§ Records for the task:
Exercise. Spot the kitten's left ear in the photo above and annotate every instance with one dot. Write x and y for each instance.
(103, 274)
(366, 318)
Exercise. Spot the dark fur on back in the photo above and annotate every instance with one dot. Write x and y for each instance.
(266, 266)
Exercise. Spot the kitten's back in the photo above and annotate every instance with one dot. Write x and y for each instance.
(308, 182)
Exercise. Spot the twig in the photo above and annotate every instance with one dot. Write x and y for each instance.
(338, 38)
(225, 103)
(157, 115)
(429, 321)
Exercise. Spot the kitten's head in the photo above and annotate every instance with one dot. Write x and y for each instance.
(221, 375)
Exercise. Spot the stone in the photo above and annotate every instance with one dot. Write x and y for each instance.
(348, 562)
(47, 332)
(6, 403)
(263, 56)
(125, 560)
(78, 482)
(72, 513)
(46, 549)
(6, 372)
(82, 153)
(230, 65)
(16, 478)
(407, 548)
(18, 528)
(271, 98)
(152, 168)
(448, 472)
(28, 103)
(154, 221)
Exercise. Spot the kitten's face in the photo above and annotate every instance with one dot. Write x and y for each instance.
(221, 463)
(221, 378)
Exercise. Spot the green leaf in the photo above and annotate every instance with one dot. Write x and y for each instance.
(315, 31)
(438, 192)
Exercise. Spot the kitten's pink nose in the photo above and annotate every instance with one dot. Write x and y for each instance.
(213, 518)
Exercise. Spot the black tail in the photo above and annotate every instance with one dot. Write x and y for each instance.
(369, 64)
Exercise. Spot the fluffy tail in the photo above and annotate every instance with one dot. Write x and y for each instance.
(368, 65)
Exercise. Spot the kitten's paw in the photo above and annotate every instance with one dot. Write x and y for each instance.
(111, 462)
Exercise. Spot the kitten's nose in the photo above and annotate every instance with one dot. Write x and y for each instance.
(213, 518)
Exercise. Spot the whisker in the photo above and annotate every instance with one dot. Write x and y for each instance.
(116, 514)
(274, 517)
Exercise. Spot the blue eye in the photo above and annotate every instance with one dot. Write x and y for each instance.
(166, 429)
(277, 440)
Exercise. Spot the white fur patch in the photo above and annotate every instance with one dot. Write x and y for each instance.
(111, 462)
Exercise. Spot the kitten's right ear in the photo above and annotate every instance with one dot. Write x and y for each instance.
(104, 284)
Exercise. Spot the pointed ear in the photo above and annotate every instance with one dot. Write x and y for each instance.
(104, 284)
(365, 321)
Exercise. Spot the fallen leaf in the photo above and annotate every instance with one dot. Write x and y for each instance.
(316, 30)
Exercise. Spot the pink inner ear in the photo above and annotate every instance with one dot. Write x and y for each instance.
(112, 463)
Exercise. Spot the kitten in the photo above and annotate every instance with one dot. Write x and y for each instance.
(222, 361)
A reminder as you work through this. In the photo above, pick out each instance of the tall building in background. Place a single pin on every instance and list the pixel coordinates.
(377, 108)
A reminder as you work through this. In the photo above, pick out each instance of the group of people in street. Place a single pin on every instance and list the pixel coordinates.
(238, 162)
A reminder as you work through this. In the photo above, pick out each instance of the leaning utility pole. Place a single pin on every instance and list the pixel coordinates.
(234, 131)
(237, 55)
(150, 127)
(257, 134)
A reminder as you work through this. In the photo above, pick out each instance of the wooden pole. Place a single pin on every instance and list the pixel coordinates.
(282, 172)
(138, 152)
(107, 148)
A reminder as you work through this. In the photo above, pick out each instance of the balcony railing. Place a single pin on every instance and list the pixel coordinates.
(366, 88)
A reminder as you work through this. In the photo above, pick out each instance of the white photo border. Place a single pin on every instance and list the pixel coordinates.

§ Problem requirements: Rewrite all the lines above as one numbered list, skipping any blank lines.

§ Result of the exercise:
1. Exercise. Spot the kitten's left ear in the photo above and annotate every instance with one dot. Write x and y for each instance.
2. (103, 274)
3. (366, 318)
4. Exercise. Spot the dark fur on back in the photo above and annotate every instance with one dot. Write x and y for each instance.
5. (266, 266)
6. Exercise. Spot the kitten's back in the photo above and annotate every instance with one dot. Write x and y for each instance.
7. (308, 182)
8. Exercise. Spot the twig in the photo above and annotate every instance with one dot. Write x and y for each instance.
9. (338, 38)
10. (225, 103)
11. (157, 115)
12. (429, 321)
13. Exercise. Spot the kitten's head in the photo above and annotate every instance with one dot. Write x and y for each instance.
14. (221, 375)
15. Exercise. Spot the stone in the photo above and annotate every instance with one dot. Write x and y for each instance.
16. (348, 562)
17. (47, 332)
18. (6, 403)
19. (263, 56)
20. (125, 560)
21. (78, 482)
22. (72, 513)
23. (46, 549)
24. (6, 372)
25. (82, 153)
26. (230, 65)
27. (16, 478)
28. (407, 548)
29. (18, 528)
30. (271, 98)
31. (152, 168)
32. (448, 472)
33. (28, 103)
34. (154, 221)
35. Exercise. Spot the kitten's face in the photo above and annotate every instance with one dot. Write x and y for each instance.
36. (221, 463)
37. (221, 378)
38. Exercise. Spot the green leaf in the photo above and annotate every instance with one dot. Write x and y for each instance.
39. (315, 31)
40. (438, 192)
41. Exercise. Spot the kitten's pink nose in the photo above and annotate every instance with one dot. Write x and y for each instance.
42. (213, 518)
43. Exercise. Spot the black tail in the photo above and annotate every instance with one dot. Write x and y for each instance.
44. (369, 64)
45. Exercise. Spot the fluffy tail in the photo above and annotate every instance with one dot. Write x and y for each instance.
46. (368, 65)
47. Exercise. Spot the kitten's paw in the photo above and annotate every instance with one dot. Write x and y for each instance.
48. (111, 462)
49. Exercise. Spot the kitten's nose in the photo above and annotate every instance with one dot. Write x and y for each instance.
50. (213, 518)
51. Exercise. Spot the whisker in the photo above and annotate every instance with one dot. Write x and y for each instance.
52. (116, 514)
53. (274, 517)
54. Exercise. Spot the blue eye in the photo above and annotate every instance with one dot. Write x and y for each instance.
55. (166, 429)
56. (277, 440)
57. Exercise. Spot the white fur patch in the photo above and annotate every instance with one dot. Write x and y for each instance.
58. (111, 462)
59. Exercise. Spot the kitten's right ear in the photo above and annotate every instance with one dot. Write x and y for each instance.
60. (104, 284)
61. Exercise. Spot the pointed ear in the photo above and annotate every instance with one dot. Write x and y for each instance.
62. (104, 284)
63. (365, 321)
64. Exercise. Spot the fallen leaf in the photo above and annotate every instance with one dot. Write x and y for each instance.
65. (316, 30)
66. Exercise. Spot the pink inner ear in the photo above and annotate every instance with one dot. Write x and y for each instance.
67. (112, 463)
68. Exercise. Spot the kitten in the photo above and annotate every instance with one dot. Write x and y for each instance.
69. (222, 361)
70. A reminder as you work through this. In the photo above, pick out each instance of the tall building in background. Place a single pin on every instance and list the pixel coordinates.
71. (377, 108)
72. A reminder as you work through this. In the photo above, pick out each instance of the group of people in street. Place a single pin on every instance and list the pixel coordinates.
73. (238, 162)
74. A reminder as you work through this. In the photo above, pick out each instance of the leaning utility pole. Place a single pin on every instance and list the pixel coordinates.
75. (234, 131)
76. (237, 55)
77. (150, 127)
78. (257, 134)
79. A reminder as you work through this. In the photo above, pick out each instance of the wooden pole. Place a single pin on every instance and list the pixel coordinates.
80. (282, 172)
81. (138, 152)
82. (107, 148)
83. A reminder as you work through this. In the photo above, pick out each instance of the balcony railing. Place a single pin on every instance and list the pixel coordinates.
84. (366, 88)
85. A reminder as you work through this. In the photo above, pick out each instance of the white photo border. Place a single pin on every instance and list the pixel coordinates.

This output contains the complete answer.